DIRECTIVE → With the images removed, repeat the data below exactly.
__________________________________________________
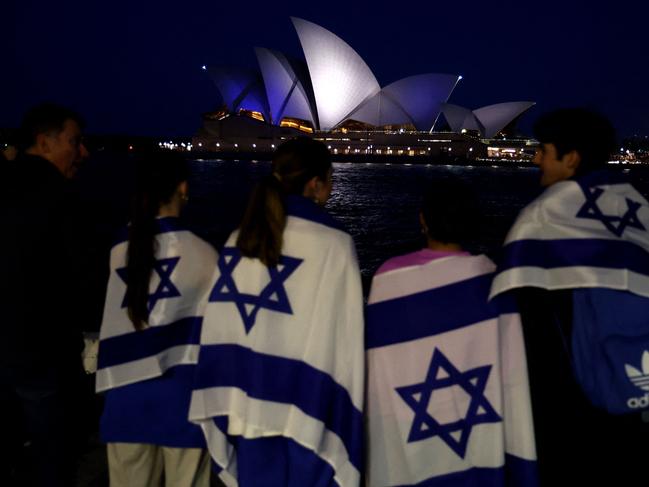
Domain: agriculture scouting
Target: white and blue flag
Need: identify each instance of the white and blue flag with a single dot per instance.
(591, 235)
(282, 351)
(179, 283)
(447, 392)
(587, 233)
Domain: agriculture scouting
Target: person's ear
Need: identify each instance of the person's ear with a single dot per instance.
(572, 160)
(42, 144)
(422, 222)
(183, 190)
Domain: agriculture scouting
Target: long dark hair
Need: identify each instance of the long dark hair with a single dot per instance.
(295, 162)
(158, 176)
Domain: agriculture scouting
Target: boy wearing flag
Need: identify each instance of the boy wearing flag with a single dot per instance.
(447, 394)
(577, 257)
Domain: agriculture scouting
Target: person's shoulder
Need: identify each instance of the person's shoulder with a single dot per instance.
(302, 208)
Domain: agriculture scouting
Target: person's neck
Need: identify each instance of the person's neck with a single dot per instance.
(171, 209)
(443, 246)
(37, 153)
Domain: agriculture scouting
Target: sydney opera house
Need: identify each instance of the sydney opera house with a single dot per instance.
(333, 96)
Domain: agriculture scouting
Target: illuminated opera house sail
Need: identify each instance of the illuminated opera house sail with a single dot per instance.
(333, 91)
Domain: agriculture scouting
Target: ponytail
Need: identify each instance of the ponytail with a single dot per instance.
(157, 179)
(295, 162)
(262, 228)
(140, 259)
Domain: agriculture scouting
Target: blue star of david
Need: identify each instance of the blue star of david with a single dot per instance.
(166, 289)
(417, 396)
(272, 297)
(613, 223)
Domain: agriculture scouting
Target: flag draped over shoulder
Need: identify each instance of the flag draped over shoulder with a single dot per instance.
(587, 233)
(179, 282)
(282, 348)
(447, 392)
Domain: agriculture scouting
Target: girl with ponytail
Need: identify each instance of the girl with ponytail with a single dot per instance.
(160, 274)
(279, 383)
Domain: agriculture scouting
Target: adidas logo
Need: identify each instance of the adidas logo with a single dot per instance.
(641, 380)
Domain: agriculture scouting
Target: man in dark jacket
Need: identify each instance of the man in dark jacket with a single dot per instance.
(40, 331)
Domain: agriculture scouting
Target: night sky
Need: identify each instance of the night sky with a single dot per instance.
(135, 67)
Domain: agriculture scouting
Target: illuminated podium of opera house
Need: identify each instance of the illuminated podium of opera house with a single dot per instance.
(333, 96)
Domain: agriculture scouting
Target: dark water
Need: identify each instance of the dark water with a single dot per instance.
(378, 203)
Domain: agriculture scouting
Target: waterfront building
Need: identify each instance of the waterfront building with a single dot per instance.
(333, 96)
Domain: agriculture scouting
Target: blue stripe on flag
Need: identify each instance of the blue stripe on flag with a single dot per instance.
(613, 254)
(148, 342)
(431, 312)
(516, 472)
(288, 381)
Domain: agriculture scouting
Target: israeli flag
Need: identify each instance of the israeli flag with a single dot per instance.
(178, 290)
(447, 392)
(282, 349)
(587, 233)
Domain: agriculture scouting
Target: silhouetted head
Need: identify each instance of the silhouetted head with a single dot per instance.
(449, 212)
(573, 142)
(54, 133)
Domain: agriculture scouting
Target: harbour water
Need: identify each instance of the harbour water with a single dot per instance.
(378, 203)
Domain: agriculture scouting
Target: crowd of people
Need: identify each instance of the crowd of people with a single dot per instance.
(260, 363)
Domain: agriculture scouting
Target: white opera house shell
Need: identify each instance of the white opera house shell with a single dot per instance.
(335, 86)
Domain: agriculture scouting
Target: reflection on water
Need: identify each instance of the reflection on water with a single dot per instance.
(378, 203)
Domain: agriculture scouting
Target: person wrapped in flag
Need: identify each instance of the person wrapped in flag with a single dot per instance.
(279, 382)
(447, 392)
(577, 259)
(149, 338)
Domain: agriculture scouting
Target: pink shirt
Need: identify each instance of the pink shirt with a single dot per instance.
(420, 257)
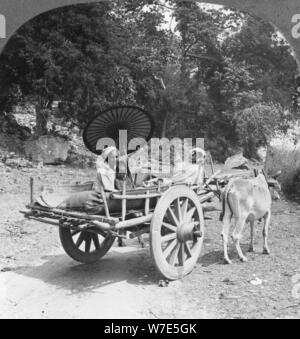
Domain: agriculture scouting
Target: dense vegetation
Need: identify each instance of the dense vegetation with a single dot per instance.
(221, 75)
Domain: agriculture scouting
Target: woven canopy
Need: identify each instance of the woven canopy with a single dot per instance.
(137, 122)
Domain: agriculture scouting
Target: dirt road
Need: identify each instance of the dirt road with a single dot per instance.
(37, 280)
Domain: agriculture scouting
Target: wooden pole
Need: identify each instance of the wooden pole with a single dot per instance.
(31, 191)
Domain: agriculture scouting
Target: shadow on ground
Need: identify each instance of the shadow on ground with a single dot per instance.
(134, 267)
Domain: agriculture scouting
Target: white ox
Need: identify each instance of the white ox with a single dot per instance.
(247, 200)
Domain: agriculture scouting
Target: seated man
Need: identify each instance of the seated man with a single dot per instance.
(108, 173)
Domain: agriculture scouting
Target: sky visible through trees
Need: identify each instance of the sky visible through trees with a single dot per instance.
(200, 70)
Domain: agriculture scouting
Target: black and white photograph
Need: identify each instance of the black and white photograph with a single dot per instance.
(149, 162)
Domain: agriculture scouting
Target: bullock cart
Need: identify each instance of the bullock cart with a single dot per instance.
(172, 215)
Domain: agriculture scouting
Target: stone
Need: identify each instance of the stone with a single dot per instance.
(49, 150)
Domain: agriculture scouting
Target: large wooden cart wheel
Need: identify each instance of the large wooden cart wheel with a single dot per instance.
(177, 232)
(85, 247)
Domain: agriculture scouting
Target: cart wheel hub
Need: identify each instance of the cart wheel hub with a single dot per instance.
(186, 232)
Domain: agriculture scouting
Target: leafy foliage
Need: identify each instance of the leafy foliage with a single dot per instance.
(220, 74)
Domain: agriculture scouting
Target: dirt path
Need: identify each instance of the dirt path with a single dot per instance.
(37, 280)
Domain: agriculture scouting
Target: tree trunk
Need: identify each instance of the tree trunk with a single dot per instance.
(42, 115)
(164, 126)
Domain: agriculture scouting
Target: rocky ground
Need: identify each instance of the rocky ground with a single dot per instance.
(37, 280)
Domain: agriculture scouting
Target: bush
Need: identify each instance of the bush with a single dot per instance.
(256, 125)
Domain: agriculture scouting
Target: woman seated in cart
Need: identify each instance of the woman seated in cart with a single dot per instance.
(185, 172)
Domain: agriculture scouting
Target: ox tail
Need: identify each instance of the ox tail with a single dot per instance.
(225, 203)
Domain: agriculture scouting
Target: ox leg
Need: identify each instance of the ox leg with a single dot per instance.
(266, 233)
(141, 241)
(251, 247)
(237, 236)
(225, 234)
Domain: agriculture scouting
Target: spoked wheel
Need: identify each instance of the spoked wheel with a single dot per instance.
(177, 232)
(83, 246)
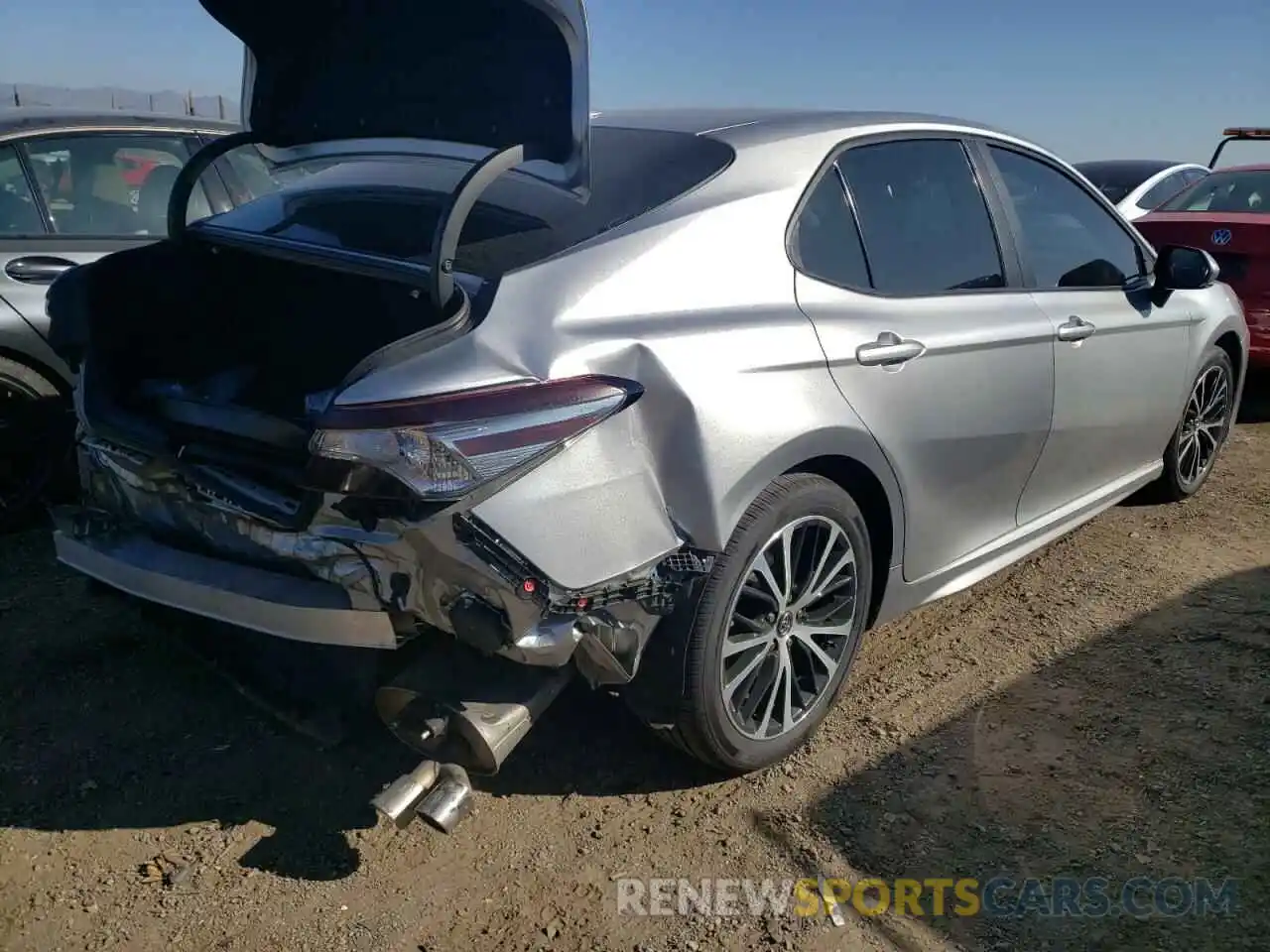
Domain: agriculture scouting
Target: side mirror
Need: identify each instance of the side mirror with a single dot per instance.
(1179, 268)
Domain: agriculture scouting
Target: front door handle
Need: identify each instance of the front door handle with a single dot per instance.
(37, 270)
(1075, 329)
(888, 349)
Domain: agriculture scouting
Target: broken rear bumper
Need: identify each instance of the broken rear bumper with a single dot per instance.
(295, 608)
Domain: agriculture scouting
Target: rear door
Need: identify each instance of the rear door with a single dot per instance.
(928, 335)
(70, 198)
(1119, 361)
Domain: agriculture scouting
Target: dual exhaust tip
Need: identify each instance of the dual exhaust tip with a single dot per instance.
(441, 794)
__________________________________________________
FULL RESPONSE →
Domain: agriculture scouting
Target: white and blue flag
Need: identify each instance of the white and blue flag with a single dot per instance.
(591, 235)
(282, 351)
(179, 283)
(447, 392)
(587, 233)
Domain: agriculture scouting
Target: person's ear
Need: identify each instance of the person's ear with a single dot per instance.
(572, 160)
(42, 144)
(422, 222)
(183, 190)
Domain: agriculture scouting
Target: long dark hair
Need: identify each instance of the long dark hair with a single dot per instance.
(295, 162)
(158, 176)
Domain: agriculture scouting
Target: boy wearing flag
Need: identify each instance of the boy wearing flag with a single dot per instance.
(447, 394)
(577, 257)
Domain: agriculture scouting
Target: person's shoulder
Need: identify each instance of the person's shoulder with a single dot per instance.
(302, 208)
Domain: agriculture scouting
Target: person's neck
Need: identify each instance of the person's neck with a single dot per instance.
(171, 209)
(443, 246)
(37, 153)
Domain: agriculture scouting
Target: sydney opera house
Need: identify each instance of the sydney opera house with a single dot per instance.
(333, 96)
Domain: agriculture scouting
Target: illuminated opera house sail
Need: identify each instance of the illuminated opera house sail with a single dot per instance.
(333, 91)
Domain: agriculture scouting
Target: ponytail
Need: identify each instance of the ponytail with a single dot per instance.
(157, 179)
(295, 162)
(262, 228)
(140, 259)
Domain: agriculture scouting
Target: blue star of david
Need: identify each instance of the blue star of david with a single dot per instance.
(166, 289)
(417, 396)
(272, 297)
(613, 223)
Domain: agriculture scouting
Target: flag draped over shoulder
Need: identify each instance of the flag draped over shoulder with a single dot per instance.
(587, 233)
(179, 282)
(282, 348)
(447, 392)
Domain: agriculture scouting
Target: girl with ponytail
Need: identify each instance of the girl with ponytail with a single dot per instance.
(160, 274)
(279, 383)
Domain: agriculture scouting
Target: adidas logo
Need: identify each instance of the adidas logo with a single dot per instance.
(641, 380)
Domain: agriculture scouting
Target: man in dark jacket
Need: identify each instance of the man in dark jacket with a single dot per instance.
(40, 331)
Domain: agriculture scouting
Target: night sky
Need: identify each instance of the night sky with a single dot per instance.
(135, 67)
Domain: agriculture scouting
Target: illuminated podium of opera house
Need: identify each instance of the illuminated podium of opera house with a single dot per instance.
(333, 96)
Domain: agriculture scouting
Target: dark water
Need: identify each instance of the dark water with a single dot per instance.
(378, 203)
Domain: agriculture scouting
Target: waterfront building
Need: identify each instance of the waterfront building with a single dot per instance.
(333, 96)
Domain: agriculture scouting
Target: blue stripe on flag
Need: identify each instance of the blue stripe on flag with a single dot per instance.
(613, 254)
(148, 342)
(431, 312)
(516, 472)
(288, 381)
Domain: agriculture scouting
Target: israeli flag
Need: identify each instance of the israeli flag with a single dot per instance.
(178, 290)
(447, 392)
(282, 349)
(587, 233)
Domain: agriculture scouting
Target: silhouetted head
Need: identify each instance of the silhouetted head with a single dot per instance.
(449, 212)
(573, 142)
(54, 133)
Domain: agriculture scouting
Target: harbour water
Need: identify each instance of the harbour water with a single dot per instance.
(378, 203)
Domain: agriculture scouting
Target: crowd of people
Need: identify each instance of the crowd of people with a single dot per instance.
(260, 363)
Domain: agriculture scouting
Target: white opera house shell
Need: identify each instance of the white opera house shell with a single dot per instance.
(335, 86)
Domain: agriculture scouting
Target: reflection on water
Need: identify each instance of the reflection on water with a single dot per instance.
(378, 203)
Domain: agriculture scouting
Target: person wrapped in flag
Need: identify each instance of the person wrapped in flag with a single dot per instance.
(279, 382)
(447, 392)
(577, 259)
(149, 338)
Domain: agriculture scouting
Target: pink shirt
Need: identify each instance of the pink shirt with a single dot per instance.
(420, 257)
Domain: agriculture scouting
Target: dense vegetation
Need: identify each instance of the dense vegetation with a single dot per instance.
(221, 75)
Domain: agriculture scouting
Target: woven canopy
Need: identify each instance of the woven canopy with a single dot per instance.
(137, 122)
Domain: agriculture scouting
Target: dirt road
Need: identify each instance of the dirt road with a single dot per instance.
(37, 280)
Domain: agriculture scouting
Target: wooden pole
Need: identify each instance of the wooden pole with a single dot per instance.
(31, 191)
Domain: agriculture scouting
Target: shadow on ground
Need: identify each instance of the shadow on ground with a single dot per instance.
(134, 267)
Domain: agriculture scouting
Target: white ox
Need: identify each instance of the white ox with a single dot per instance.
(247, 200)
Domain: agriculture scouting
Target: seated man
Need: identify each instance of the seated man with a single dot per instance.
(108, 173)
Domain: agriculture scouting
Target: sky visible through trees
Need: identify each instance of the sky visible through trees with a single dot per instance.
(200, 70)
Domain: agriculture scouting
Target: black and white photograph
Need: identify each instance of the black and white photograph with a single dot per instance.
(149, 162)
Domain: agriculture scouting
Target: bullock cart
Need: identify each instance of the bullock cart with a single dot per instance.
(172, 215)
Domain: agriculture scouting
Target: stone
Need: identify each instance of the stone with a single dot per instance.
(49, 150)
Domain: agriculture scouting
Target: large wooden cart wheel
Need: identify each instance of the large wooden cart wheel with a single dot per instance.
(177, 232)
(85, 247)
Domain: agriculture scouting
Target: cart wheel hub
Need: identify each instance of the cart wheel hub with a single dot per instance.
(186, 232)
Domain: agriculture scouting
Target: leafy foliage
Need: identify each instance of the leafy foliage with a single dot per instance.
(220, 74)
Domain: agriculture scouting
Target: dirt path
Need: identify each instance of the dirt path with a single dot per instance.
(37, 280)
Domain: agriculture scouting
Target: tree trunk
Need: identify each instance of the tree trunk with a single dot per instance.
(42, 115)
(164, 126)
Domain: agriculture scouting
Target: rocky ground
Need: identify each instance of the rocky ground with a single dot per instance.
(37, 280)
Domain: agriculture scouting
Target: bush
Need: identify each instance of the bush with a single dot per instance.
(256, 125)
Domain: agriculture scouting
Target: woman seated in cart
Need: identify each instance of the woman seated in cart with a single dot per instance.
(185, 172)
Domain: agriculture scouting
Target: ox tail
Need: identify each instance of the ox tail with a single dot per instance.
(225, 203)
Domain: agriculture scouting
Target: ox leg
Need: identify each instance of the ox leg with a single dot per instance.
(266, 233)
(141, 241)
(251, 247)
(237, 236)
(225, 234)
Domain: agriculture scouting
Target: spoked wheel
Need: identify each instance of the spoked wheel with a single dot per instance.
(177, 232)
(83, 246)
Domain: agriculture scouting
Target: side mirror
Need: identify each instance of the side mirror with a single dot per instance.
(1179, 268)
Domain: agriculture scouting
Target: front door handle
Need: identify each instance of the front door handle with a single dot per instance.
(37, 270)
(1075, 329)
(888, 349)
Domain: agriculture scouting
Target: broken rear bumper
Need: identify each instance of the broken rear bumper with a single dot per instance.
(295, 608)
Domain: agriculture scouting
Target: rear door
Need: identify each instance of the rear door with a single dot per instance.
(928, 335)
(70, 198)
(1119, 361)
Domain: agriculture scouting
Target: dual exhaust tip
Need: identify each instance of the dual exhaust tip with a single dot per instance.
(441, 794)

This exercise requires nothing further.